◆ The task
Render the part of the rows that opens with the line containing "--detect wire front" and runs through the end of the rows as a Markdown table with the columns Number and Line. Give each non-blank line its own table row, numbered in order.

◆ The input

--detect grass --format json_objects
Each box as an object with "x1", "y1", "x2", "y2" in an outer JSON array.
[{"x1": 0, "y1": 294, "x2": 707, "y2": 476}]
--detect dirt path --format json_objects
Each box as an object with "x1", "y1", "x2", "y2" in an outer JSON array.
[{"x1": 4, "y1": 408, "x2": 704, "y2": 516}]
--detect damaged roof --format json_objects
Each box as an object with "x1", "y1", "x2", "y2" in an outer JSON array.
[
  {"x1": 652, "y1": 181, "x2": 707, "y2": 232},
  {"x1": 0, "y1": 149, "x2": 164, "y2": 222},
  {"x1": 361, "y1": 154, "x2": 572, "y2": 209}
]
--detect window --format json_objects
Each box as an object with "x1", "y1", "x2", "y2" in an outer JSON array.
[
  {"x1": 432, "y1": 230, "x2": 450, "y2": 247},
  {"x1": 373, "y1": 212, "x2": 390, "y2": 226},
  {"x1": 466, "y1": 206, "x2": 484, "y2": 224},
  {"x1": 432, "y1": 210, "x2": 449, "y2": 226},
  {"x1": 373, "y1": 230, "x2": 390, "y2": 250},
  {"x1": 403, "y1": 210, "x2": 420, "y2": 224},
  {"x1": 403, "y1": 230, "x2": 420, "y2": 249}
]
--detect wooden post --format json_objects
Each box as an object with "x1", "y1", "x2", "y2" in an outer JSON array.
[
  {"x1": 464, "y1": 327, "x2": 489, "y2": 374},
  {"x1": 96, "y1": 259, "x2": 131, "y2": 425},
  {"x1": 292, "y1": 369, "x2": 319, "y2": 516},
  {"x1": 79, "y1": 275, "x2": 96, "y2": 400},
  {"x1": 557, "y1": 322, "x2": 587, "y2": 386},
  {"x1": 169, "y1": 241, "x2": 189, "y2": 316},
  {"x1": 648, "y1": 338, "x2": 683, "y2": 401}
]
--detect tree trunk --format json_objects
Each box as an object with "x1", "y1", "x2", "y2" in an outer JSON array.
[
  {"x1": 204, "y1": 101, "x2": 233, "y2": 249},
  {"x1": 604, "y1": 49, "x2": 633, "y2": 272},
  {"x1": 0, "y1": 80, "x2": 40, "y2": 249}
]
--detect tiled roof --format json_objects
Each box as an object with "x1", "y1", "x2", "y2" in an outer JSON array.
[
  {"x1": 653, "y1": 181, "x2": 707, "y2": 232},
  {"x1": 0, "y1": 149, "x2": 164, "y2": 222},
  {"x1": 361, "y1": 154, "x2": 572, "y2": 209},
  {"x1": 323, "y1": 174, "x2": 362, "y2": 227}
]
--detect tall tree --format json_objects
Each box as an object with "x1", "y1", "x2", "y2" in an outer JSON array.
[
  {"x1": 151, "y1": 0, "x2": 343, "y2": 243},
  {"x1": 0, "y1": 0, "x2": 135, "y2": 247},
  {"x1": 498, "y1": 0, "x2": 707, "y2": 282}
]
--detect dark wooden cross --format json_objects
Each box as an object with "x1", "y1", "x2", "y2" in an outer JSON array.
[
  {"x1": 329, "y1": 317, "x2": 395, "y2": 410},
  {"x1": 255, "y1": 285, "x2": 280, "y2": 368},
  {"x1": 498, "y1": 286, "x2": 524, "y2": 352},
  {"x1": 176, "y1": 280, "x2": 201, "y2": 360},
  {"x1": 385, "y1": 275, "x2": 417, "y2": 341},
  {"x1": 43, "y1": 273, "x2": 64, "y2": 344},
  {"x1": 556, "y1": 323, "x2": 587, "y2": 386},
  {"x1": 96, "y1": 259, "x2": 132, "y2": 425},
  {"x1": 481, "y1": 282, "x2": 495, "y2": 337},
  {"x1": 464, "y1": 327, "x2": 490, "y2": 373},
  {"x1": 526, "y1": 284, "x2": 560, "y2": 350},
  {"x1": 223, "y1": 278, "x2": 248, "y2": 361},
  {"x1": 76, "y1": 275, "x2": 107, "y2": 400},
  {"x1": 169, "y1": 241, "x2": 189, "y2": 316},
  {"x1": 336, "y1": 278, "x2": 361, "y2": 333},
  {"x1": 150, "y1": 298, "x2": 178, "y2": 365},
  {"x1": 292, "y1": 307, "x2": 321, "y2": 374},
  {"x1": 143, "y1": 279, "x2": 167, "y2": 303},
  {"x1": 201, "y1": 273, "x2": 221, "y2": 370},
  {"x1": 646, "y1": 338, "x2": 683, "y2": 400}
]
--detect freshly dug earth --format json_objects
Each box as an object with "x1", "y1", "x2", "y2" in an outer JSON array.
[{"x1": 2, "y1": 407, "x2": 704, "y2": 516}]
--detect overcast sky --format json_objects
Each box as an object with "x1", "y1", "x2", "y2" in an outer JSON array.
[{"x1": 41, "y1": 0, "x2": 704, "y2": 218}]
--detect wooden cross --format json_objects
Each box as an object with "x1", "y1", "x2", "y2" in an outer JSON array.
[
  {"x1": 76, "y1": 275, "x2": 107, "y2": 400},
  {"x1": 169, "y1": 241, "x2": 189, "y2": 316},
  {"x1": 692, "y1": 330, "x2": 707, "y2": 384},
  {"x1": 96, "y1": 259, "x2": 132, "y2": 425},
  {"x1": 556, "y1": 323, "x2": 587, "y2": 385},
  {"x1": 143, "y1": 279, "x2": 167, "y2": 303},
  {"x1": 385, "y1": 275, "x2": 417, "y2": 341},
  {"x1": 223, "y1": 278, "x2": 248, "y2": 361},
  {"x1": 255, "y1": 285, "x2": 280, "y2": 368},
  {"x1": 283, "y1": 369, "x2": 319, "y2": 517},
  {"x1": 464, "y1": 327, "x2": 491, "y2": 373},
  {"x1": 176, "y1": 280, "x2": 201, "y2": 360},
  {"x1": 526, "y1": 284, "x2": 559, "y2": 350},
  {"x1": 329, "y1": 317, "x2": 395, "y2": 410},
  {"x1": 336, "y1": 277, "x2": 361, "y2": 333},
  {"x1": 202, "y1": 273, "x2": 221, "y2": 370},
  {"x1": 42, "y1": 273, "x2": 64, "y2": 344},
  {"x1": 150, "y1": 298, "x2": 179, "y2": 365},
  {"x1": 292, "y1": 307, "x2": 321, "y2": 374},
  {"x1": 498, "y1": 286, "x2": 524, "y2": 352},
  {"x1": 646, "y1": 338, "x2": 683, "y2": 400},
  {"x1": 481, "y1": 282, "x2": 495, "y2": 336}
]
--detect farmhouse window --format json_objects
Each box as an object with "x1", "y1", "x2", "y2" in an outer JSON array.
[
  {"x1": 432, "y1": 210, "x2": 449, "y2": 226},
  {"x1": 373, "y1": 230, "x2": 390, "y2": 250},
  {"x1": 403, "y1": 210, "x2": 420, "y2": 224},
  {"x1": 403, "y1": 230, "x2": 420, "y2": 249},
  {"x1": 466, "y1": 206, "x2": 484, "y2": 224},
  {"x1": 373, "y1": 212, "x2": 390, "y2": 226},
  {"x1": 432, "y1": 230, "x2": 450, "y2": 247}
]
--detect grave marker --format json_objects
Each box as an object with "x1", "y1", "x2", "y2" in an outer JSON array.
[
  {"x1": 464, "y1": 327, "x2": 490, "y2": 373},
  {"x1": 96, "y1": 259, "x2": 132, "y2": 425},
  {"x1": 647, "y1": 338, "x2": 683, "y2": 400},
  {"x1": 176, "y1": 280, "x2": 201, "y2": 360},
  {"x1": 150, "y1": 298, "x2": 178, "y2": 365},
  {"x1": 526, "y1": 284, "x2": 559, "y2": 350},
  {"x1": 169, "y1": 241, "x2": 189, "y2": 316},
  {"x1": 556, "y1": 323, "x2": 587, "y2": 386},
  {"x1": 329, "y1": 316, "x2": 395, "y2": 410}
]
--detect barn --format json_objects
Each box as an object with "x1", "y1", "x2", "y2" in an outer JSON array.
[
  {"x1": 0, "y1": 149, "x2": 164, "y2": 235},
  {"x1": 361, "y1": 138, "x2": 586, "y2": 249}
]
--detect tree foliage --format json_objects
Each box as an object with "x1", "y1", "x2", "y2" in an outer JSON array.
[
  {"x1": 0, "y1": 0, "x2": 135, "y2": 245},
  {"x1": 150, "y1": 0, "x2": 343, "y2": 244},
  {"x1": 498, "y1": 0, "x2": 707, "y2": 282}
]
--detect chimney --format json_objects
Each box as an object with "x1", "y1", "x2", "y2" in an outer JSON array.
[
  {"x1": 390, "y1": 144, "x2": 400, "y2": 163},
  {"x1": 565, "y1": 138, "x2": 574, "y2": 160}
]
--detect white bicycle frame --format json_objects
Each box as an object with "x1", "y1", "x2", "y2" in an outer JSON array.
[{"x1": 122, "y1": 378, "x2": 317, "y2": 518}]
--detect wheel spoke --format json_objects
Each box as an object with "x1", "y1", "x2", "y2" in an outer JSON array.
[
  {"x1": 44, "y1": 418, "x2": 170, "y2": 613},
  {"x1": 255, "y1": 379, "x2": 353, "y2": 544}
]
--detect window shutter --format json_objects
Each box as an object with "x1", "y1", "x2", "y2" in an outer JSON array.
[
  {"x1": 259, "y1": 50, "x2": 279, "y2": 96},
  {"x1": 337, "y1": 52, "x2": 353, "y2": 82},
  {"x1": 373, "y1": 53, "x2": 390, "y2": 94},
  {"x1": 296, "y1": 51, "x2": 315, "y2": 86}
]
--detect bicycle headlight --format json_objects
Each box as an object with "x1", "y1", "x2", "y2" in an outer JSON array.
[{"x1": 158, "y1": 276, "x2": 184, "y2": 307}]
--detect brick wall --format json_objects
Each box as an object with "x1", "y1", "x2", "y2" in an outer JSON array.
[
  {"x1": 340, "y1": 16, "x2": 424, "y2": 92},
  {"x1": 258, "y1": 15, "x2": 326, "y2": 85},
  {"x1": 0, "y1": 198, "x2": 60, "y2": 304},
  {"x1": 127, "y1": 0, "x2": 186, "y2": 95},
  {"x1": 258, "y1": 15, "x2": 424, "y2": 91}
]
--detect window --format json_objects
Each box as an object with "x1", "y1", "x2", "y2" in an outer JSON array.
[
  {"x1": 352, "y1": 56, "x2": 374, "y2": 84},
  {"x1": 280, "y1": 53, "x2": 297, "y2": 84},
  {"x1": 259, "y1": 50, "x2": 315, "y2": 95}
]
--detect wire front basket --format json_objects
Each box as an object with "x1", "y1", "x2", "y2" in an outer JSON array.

◆ The answer
| Number | Line |
|---|---|
| 1 | --detect wire front basket --format json_objects |
| 2 | Each box as an object with "x1", "y1", "x2", "y2" in an outer JSON array. |